Exercise in exact copying: restate word for word only the lines below from the one containing "Query: crowd of people" through the one containing "orange flame, a", omitting any pictures.

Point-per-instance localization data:
========================================
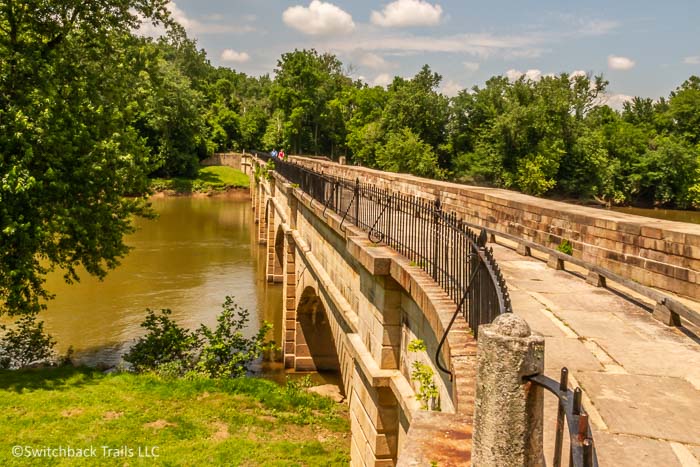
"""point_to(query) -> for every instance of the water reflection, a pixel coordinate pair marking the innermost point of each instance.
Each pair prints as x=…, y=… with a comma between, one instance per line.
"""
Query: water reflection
x=198, y=251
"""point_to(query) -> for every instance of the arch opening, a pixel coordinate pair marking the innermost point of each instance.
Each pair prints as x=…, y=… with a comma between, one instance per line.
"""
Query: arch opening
x=315, y=347
x=279, y=256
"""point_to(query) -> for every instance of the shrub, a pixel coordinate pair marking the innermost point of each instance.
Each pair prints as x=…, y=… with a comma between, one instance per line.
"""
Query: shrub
x=566, y=247
x=164, y=342
x=227, y=352
x=26, y=344
x=173, y=351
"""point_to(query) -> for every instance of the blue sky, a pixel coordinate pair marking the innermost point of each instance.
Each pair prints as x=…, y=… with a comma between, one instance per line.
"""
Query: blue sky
x=644, y=48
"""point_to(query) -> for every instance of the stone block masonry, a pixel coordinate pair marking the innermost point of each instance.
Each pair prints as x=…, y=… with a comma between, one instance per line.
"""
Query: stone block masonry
x=656, y=253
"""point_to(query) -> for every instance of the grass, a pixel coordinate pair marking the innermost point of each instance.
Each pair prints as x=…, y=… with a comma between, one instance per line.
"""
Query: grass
x=244, y=421
x=209, y=179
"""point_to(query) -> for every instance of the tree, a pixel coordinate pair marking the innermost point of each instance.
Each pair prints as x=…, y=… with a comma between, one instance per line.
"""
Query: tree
x=684, y=110
x=69, y=154
x=404, y=152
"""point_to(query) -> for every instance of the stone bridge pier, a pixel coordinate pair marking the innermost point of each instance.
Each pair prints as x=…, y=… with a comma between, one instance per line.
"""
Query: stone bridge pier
x=354, y=307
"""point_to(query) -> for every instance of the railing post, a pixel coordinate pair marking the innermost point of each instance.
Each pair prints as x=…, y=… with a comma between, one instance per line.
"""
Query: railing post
x=357, y=202
x=508, y=409
x=436, y=239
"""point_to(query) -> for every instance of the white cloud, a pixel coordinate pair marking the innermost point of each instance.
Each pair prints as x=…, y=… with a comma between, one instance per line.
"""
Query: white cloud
x=402, y=13
x=531, y=75
x=471, y=66
x=382, y=80
x=479, y=45
x=513, y=75
x=374, y=61
x=620, y=63
x=230, y=55
x=319, y=18
x=451, y=88
x=597, y=27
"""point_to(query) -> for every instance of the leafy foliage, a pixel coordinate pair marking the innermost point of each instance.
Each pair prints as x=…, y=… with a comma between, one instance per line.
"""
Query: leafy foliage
x=26, y=343
x=166, y=342
x=174, y=351
x=428, y=393
x=566, y=247
x=227, y=352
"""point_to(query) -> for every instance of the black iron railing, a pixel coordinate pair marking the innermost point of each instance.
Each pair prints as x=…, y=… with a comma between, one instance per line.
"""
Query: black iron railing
x=432, y=239
x=570, y=414
x=452, y=253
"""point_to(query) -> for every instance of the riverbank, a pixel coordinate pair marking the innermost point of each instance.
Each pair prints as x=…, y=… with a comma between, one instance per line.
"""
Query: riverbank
x=245, y=421
x=211, y=180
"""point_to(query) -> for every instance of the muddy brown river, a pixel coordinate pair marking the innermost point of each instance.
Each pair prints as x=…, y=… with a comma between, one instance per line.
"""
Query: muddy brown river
x=188, y=259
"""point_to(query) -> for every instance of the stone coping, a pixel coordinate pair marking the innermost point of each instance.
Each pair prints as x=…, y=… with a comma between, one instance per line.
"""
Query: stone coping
x=653, y=252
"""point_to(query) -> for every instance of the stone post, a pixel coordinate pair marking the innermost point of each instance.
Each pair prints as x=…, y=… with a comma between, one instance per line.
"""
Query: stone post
x=508, y=411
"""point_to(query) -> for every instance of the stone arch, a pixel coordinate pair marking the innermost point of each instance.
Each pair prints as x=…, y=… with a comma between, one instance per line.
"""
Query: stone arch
x=315, y=347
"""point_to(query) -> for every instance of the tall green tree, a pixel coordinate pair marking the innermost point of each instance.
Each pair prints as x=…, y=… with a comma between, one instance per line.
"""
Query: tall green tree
x=68, y=154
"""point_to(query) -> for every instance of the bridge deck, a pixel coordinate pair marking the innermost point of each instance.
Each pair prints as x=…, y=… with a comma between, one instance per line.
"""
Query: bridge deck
x=641, y=379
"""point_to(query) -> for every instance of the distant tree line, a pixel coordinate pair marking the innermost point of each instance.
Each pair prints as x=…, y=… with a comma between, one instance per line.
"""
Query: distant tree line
x=553, y=136
x=89, y=109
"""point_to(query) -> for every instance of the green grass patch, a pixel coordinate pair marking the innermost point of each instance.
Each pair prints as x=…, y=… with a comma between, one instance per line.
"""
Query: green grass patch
x=211, y=178
x=245, y=421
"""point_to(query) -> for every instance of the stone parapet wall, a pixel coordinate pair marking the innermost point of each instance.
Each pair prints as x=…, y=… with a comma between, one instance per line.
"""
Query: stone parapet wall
x=231, y=159
x=653, y=252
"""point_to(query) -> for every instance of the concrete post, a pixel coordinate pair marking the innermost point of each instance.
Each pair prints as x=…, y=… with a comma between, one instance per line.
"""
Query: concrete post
x=508, y=412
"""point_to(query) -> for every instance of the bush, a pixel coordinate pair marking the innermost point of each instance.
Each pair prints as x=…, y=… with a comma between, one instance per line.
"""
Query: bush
x=164, y=343
x=173, y=351
x=26, y=344
x=566, y=247
x=226, y=351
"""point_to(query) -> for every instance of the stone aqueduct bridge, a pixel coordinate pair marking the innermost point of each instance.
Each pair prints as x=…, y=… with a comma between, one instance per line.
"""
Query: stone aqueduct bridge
x=354, y=306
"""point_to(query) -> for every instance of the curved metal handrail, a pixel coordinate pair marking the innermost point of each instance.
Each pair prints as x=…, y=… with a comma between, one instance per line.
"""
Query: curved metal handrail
x=581, y=447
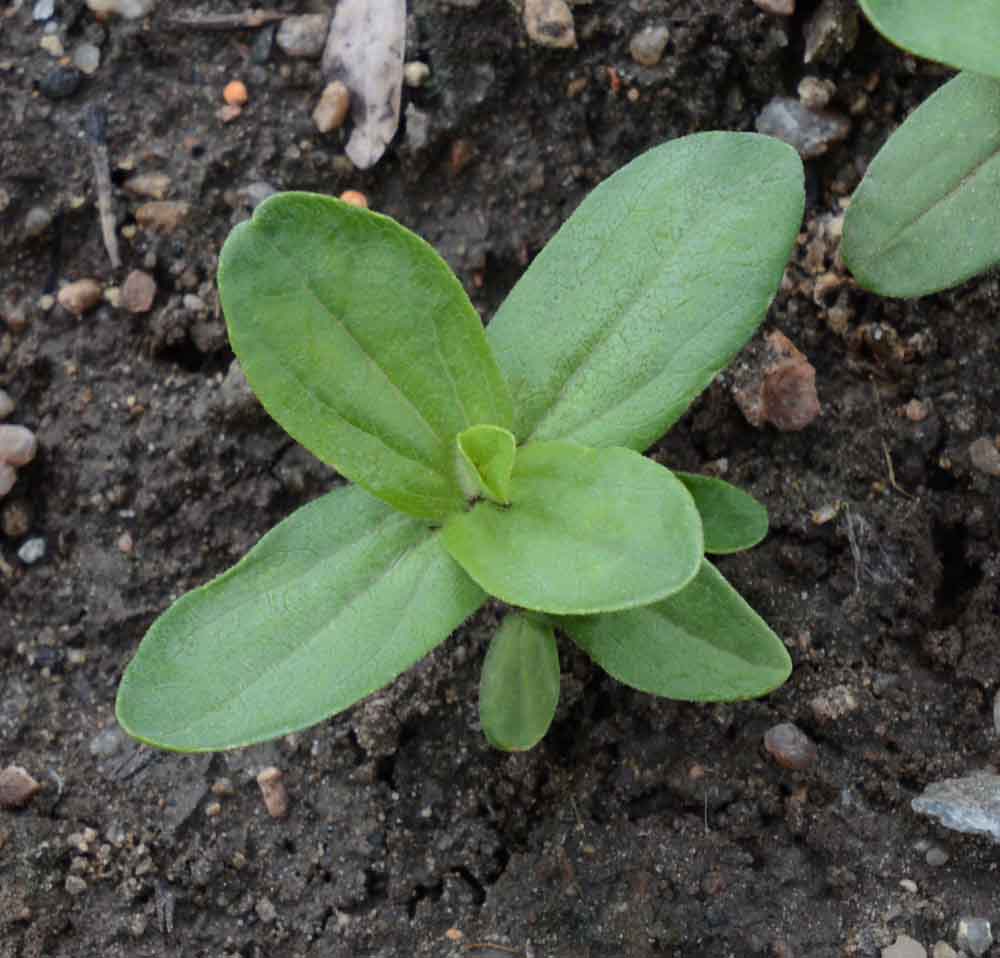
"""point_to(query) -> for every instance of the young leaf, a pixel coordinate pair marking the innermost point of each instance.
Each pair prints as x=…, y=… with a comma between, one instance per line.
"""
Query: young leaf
x=487, y=458
x=519, y=689
x=359, y=340
x=702, y=644
x=587, y=530
x=731, y=520
x=927, y=214
x=647, y=291
x=962, y=33
x=329, y=606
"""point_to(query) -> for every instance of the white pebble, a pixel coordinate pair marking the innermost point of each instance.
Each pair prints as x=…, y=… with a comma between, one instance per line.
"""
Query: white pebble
x=17, y=445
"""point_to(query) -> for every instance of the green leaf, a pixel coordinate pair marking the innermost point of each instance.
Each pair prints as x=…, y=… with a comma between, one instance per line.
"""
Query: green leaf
x=519, y=689
x=962, y=33
x=359, y=340
x=703, y=644
x=587, y=530
x=329, y=606
x=927, y=214
x=731, y=519
x=646, y=292
x=487, y=454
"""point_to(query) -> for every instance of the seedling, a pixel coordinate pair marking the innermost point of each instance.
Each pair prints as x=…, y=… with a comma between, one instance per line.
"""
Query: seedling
x=927, y=214
x=505, y=463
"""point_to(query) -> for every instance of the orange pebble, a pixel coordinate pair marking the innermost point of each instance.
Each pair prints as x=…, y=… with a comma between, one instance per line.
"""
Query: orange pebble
x=235, y=93
x=355, y=198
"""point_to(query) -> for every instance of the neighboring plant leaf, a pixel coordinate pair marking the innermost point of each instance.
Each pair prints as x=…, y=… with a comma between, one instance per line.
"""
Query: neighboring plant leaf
x=329, y=606
x=646, y=292
x=962, y=33
x=731, y=519
x=587, y=530
x=488, y=453
x=364, y=50
x=359, y=340
x=703, y=644
x=927, y=214
x=519, y=689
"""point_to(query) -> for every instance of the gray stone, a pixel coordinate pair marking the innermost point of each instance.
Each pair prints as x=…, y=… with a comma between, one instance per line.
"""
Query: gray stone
x=811, y=132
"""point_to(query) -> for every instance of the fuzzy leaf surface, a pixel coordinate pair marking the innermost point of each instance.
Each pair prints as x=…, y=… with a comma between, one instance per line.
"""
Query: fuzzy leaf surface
x=519, y=689
x=648, y=289
x=330, y=605
x=587, y=530
x=731, y=519
x=488, y=453
x=927, y=214
x=962, y=33
x=359, y=340
x=702, y=644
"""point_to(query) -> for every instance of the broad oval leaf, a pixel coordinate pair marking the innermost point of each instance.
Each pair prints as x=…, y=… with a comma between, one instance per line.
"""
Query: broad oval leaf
x=962, y=33
x=329, y=606
x=359, y=340
x=702, y=644
x=649, y=288
x=731, y=520
x=487, y=459
x=927, y=214
x=519, y=689
x=587, y=530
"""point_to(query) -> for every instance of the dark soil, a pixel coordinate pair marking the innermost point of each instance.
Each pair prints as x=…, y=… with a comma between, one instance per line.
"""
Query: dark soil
x=639, y=826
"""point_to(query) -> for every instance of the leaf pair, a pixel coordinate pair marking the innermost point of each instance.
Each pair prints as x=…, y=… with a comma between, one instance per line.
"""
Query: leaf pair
x=927, y=214
x=361, y=343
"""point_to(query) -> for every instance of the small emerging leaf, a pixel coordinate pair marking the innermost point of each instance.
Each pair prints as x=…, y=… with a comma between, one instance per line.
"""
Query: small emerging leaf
x=587, y=530
x=648, y=289
x=359, y=340
x=487, y=457
x=731, y=519
x=329, y=606
x=962, y=33
x=926, y=216
x=703, y=644
x=519, y=689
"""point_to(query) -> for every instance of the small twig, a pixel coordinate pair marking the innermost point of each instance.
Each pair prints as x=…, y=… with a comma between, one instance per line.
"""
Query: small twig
x=247, y=20
x=95, y=123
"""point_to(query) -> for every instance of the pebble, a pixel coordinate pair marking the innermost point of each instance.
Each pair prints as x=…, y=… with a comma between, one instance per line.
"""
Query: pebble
x=811, y=132
x=904, y=947
x=974, y=935
x=138, y=292
x=16, y=519
x=303, y=36
x=32, y=551
x=162, y=216
x=550, y=23
x=36, y=221
x=970, y=805
x=272, y=788
x=985, y=456
x=331, y=110
x=17, y=787
x=648, y=44
x=87, y=58
x=129, y=9
x=18, y=445
x=790, y=747
x=80, y=296
x=781, y=8
x=8, y=476
x=60, y=83
x=416, y=73
x=153, y=185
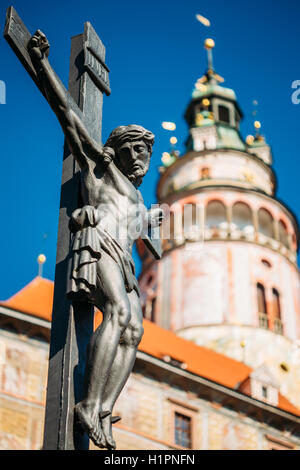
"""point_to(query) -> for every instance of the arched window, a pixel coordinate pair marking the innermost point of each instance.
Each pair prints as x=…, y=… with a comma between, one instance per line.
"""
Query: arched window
x=215, y=214
x=168, y=228
x=283, y=234
x=276, y=304
x=262, y=306
x=191, y=220
x=152, y=309
x=224, y=115
x=242, y=216
x=261, y=299
x=205, y=173
x=265, y=223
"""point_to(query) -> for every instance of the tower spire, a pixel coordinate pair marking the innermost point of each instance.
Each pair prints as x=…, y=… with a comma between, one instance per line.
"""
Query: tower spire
x=209, y=44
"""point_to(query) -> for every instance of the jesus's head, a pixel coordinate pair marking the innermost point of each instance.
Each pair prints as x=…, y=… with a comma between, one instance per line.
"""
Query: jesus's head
x=133, y=148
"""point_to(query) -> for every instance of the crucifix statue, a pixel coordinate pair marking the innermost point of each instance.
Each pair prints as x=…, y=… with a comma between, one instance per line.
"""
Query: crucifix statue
x=102, y=215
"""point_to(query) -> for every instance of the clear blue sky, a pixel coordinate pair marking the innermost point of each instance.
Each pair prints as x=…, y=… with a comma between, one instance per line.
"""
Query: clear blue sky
x=155, y=54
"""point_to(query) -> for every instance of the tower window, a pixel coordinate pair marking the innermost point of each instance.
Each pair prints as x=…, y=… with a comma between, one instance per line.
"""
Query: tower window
x=191, y=220
x=215, y=214
x=262, y=306
x=242, y=215
x=205, y=173
x=265, y=223
x=261, y=298
x=152, y=312
x=283, y=234
x=224, y=115
x=266, y=263
x=276, y=304
x=183, y=430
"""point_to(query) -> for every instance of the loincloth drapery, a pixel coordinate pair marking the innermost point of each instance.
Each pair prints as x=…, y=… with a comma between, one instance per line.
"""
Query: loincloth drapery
x=89, y=241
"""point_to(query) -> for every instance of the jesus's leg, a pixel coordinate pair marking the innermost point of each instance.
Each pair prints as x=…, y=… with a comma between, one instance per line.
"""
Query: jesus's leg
x=103, y=346
x=123, y=364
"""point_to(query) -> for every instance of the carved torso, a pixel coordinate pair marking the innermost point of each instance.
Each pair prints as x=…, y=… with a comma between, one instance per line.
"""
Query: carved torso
x=120, y=204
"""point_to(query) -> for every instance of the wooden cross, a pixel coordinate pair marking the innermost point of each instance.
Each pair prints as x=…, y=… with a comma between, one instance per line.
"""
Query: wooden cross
x=72, y=322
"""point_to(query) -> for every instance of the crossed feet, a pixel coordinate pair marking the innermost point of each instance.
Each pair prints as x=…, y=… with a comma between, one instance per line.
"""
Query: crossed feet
x=98, y=426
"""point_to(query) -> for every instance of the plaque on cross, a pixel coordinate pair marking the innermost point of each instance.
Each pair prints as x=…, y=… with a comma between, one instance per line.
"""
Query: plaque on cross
x=99, y=196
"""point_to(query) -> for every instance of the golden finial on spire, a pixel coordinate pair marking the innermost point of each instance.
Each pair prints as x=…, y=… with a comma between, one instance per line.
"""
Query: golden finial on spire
x=209, y=43
x=41, y=259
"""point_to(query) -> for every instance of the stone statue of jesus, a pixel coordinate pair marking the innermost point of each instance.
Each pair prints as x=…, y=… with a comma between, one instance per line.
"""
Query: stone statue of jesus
x=104, y=229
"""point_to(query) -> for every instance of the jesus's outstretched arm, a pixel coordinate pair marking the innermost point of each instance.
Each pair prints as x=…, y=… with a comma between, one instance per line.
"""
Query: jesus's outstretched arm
x=81, y=144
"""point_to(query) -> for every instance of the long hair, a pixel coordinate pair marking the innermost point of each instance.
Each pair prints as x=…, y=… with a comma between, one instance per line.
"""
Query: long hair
x=132, y=132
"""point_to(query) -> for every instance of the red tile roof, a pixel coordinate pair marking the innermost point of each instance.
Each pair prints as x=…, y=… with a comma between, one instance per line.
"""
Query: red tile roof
x=36, y=299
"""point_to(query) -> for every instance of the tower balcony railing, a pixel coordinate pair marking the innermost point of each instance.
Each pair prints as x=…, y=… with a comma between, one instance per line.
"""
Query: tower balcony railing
x=227, y=231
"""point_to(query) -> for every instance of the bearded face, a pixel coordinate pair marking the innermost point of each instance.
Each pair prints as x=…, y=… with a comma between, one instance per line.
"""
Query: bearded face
x=133, y=159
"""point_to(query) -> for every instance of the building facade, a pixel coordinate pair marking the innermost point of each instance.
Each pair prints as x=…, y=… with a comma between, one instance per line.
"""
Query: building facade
x=228, y=279
x=217, y=368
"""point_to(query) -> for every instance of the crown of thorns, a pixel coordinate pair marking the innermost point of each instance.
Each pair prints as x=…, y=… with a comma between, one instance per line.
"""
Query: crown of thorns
x=133, y=132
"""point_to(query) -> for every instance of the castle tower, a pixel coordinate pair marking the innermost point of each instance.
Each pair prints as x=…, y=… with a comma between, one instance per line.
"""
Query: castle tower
x=228, y=278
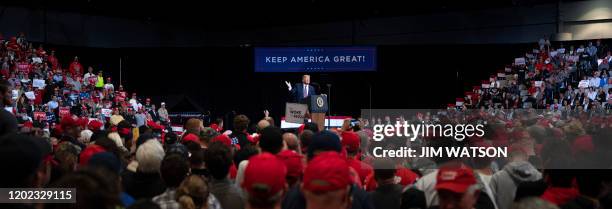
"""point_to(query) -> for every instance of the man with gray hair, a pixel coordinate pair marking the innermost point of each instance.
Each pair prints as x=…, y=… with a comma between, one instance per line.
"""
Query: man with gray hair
x=292, y=142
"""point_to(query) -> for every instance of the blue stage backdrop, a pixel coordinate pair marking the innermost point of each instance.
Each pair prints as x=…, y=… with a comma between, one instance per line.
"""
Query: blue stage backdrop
x=315, y=59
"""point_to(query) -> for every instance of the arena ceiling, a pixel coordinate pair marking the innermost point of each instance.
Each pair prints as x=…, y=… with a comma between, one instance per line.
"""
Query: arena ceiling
x=238, y=15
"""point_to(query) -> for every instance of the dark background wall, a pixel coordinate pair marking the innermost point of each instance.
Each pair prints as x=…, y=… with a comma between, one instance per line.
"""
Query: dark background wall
x=425, y=60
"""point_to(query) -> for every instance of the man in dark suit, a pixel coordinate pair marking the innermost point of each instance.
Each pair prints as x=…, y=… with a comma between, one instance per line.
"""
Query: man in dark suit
x=301, y=91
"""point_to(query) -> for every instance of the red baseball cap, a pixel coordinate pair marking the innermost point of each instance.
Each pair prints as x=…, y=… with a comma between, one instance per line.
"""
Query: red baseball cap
x=223, y=139
x=88, y=152
x=456, y=180
x=191, y=137
x=293, y=161
x=350, y=141
x=68, y=121
x=327, y=172
x=264, y=176
x=95, y=125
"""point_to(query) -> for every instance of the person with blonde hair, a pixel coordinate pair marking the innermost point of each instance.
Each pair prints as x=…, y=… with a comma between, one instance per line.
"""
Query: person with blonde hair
x=193, y=194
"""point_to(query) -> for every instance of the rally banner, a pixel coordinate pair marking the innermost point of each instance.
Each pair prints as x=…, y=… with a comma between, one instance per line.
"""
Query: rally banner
x=315, y=59
x=106, y=112
x=519, y=61
x=40, y=116
x=64, y=111
x=38, y=83
x=295, y=112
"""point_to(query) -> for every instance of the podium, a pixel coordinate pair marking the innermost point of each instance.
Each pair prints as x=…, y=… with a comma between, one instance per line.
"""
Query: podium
x=318, y=107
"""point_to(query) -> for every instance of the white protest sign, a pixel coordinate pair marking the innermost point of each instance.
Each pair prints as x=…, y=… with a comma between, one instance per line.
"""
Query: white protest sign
x=106, y=112
x=38, y=83
x=295, y=112
x=15, y=94
x=538, y=83
x=502, y=83
x=553, y=53
x=573, y=58
x=30, y=95
x=583, y=84
x=561, y=50
x=519, y=61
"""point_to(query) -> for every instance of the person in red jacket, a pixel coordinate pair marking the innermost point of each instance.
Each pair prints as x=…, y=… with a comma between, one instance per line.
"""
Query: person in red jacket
x=351, y=143
x=53, y=60
x=75, y=67
x=561, y=186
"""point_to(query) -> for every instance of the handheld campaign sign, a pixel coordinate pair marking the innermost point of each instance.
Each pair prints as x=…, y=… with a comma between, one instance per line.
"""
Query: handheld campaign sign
x=519, y=61
x=295, y=112
x=106, y=112
x=315, y=59
x=583, y=84
x=40, y=116
x=64, y=111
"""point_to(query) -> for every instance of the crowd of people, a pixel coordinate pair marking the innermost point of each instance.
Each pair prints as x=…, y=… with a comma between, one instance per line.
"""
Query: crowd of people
x=549, y=77
x=62, y=128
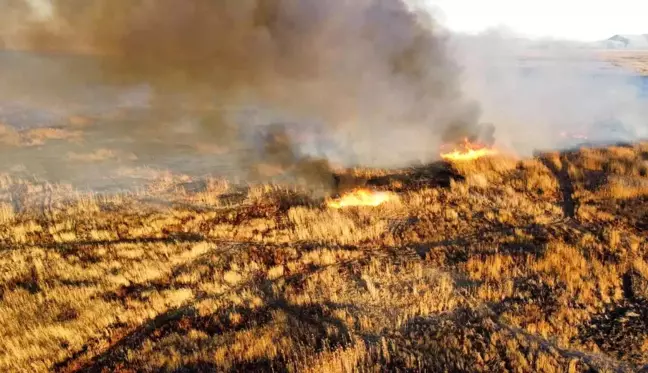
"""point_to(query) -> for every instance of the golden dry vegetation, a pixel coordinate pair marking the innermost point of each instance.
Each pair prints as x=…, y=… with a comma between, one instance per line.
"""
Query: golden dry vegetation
x=536, y=265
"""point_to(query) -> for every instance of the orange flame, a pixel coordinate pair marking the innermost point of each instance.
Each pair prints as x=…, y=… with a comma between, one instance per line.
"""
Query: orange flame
x=361, y=197
x=468, y=152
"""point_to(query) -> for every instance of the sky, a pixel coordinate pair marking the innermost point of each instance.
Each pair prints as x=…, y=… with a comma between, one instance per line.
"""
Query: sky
x=581, y=20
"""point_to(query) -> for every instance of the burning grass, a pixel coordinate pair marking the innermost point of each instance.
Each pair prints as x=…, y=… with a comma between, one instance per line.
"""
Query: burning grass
x=467, y=151
x=499, y=265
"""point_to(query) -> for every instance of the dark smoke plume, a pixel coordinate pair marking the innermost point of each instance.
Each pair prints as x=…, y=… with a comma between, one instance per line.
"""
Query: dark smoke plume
x=373, y=72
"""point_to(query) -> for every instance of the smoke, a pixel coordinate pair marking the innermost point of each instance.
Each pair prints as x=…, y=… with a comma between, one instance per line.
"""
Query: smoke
x=535, y=92
x=372, y=75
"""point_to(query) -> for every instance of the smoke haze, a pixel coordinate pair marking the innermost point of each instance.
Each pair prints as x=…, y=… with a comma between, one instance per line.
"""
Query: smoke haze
x=373, y=82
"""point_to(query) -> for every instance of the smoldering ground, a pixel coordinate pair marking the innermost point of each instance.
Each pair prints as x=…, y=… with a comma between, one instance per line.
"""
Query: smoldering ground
x=372, y=74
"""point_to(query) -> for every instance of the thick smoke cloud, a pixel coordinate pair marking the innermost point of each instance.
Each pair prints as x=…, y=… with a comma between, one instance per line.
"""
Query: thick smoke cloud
x=367, y=69
x=538, y=93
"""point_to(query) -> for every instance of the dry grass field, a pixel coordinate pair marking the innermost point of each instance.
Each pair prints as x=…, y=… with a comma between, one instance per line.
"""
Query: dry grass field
x=536, y=265
x=636, y=61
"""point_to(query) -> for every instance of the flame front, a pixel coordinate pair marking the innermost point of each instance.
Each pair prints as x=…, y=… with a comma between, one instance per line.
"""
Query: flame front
x=468, y=152
x=361, y=197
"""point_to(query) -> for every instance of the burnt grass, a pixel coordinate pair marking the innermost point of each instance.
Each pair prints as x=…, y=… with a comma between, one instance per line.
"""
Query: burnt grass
x=494, y=265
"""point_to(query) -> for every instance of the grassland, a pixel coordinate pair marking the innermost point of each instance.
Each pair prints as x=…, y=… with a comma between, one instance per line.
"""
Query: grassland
x=536, y=265
x=636, y=61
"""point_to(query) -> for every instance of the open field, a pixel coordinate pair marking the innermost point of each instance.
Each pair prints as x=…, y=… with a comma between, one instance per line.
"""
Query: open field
x=492, y=265
x=636, y=61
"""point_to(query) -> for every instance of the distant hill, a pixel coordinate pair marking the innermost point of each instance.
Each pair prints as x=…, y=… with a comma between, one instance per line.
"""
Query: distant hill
x=625, y=42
========================================
→ **Solution to this task**:
Query: crowd of people
x=549, y=77
x=62, y=128
"""point_to(query) -> for every instance of the golden dry vegetation, a pixel coordinate pair marking the innermost point of each instance.
Each pair prints as x=…, y=… with a comma between, one instance per line.
"""
Query: golden dry vegetation
x=536, y=265
"""point_to(query) -> for every instance of the orange flame, a pixel coordinate pair marking the innermost point of each instance.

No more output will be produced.